Copy everything from the line containing "Tag hazy gray" down to the end of the items, swapping "detection" for "match" and keeping all else unchanged.

* begin Material for the task *

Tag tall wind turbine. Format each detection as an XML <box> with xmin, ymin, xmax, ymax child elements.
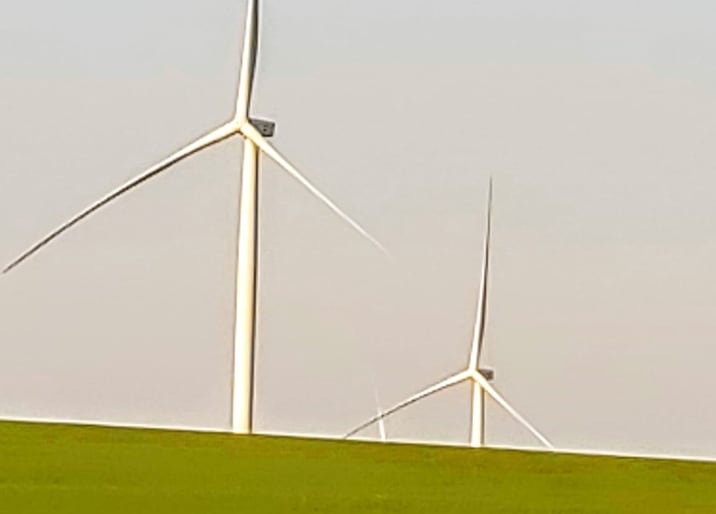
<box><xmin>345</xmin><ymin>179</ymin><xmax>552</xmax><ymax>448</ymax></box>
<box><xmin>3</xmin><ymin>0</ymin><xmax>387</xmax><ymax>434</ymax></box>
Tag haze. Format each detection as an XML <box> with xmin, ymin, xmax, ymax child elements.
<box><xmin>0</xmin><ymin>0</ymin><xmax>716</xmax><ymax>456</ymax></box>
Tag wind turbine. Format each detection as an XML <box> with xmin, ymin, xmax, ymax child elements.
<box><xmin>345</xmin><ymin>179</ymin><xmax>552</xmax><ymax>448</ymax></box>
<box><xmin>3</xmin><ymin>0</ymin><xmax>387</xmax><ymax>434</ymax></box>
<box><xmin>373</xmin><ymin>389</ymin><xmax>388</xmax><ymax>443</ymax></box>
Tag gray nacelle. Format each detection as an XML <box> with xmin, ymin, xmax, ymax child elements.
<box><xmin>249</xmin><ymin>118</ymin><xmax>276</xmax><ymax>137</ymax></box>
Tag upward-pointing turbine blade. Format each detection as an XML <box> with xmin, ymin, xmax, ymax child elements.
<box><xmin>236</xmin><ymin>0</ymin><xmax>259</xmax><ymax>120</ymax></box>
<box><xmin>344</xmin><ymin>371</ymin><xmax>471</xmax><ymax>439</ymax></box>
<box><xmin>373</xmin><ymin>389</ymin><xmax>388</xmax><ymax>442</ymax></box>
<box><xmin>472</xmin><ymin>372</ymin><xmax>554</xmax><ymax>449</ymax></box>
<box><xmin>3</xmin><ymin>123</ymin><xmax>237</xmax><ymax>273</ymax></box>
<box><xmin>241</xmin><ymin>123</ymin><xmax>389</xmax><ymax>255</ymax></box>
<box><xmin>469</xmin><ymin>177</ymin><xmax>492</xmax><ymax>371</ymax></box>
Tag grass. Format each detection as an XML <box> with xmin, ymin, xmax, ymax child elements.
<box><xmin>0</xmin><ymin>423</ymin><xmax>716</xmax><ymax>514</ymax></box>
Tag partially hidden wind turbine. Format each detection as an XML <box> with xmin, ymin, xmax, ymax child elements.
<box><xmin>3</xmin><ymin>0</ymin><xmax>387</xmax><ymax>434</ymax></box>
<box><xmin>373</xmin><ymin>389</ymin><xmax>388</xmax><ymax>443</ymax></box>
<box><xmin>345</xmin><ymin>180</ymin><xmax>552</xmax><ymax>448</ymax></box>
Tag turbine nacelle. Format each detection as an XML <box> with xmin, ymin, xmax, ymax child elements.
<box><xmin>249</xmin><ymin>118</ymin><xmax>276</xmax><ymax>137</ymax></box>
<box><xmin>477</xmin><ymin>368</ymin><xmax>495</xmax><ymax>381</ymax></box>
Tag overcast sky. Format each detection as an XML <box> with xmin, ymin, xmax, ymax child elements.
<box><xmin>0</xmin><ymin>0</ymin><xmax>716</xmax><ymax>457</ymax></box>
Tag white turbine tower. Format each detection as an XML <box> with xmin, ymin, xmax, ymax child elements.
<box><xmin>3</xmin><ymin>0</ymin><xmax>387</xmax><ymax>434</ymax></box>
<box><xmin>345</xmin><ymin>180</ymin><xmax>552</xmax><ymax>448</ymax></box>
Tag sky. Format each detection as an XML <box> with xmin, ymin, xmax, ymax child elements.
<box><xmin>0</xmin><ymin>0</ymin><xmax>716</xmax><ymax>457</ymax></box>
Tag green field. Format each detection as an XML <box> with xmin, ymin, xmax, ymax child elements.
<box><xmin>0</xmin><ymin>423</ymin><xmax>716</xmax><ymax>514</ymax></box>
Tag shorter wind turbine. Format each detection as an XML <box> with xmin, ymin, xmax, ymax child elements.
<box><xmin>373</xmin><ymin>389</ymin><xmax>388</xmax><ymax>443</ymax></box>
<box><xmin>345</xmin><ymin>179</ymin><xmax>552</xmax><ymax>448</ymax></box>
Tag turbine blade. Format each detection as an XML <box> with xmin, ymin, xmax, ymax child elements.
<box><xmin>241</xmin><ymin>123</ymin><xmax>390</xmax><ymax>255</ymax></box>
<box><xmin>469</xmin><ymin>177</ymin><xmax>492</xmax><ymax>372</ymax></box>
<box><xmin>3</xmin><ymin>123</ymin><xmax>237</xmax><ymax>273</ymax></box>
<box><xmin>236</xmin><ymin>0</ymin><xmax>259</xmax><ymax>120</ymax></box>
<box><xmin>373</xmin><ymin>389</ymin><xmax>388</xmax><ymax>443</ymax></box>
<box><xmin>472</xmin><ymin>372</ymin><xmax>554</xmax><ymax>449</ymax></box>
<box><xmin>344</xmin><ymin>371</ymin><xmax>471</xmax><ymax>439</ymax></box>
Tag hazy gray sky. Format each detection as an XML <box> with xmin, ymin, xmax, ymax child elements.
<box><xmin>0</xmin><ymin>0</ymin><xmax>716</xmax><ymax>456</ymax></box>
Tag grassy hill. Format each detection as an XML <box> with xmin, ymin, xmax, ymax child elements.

* end Material for the task *

### Output
Tag hazy gray sky. Format each match as an XML <box> with xmin, ymin, xmax, ymax child elements.
<box><xmin>0</xmin><ymin>0</ymin><xmax>716</xmax><ymax>456</ymax></box>
Tag grassy hill. Format each match as an XML <box> with xmin, ymin, xmax, ymax child elements.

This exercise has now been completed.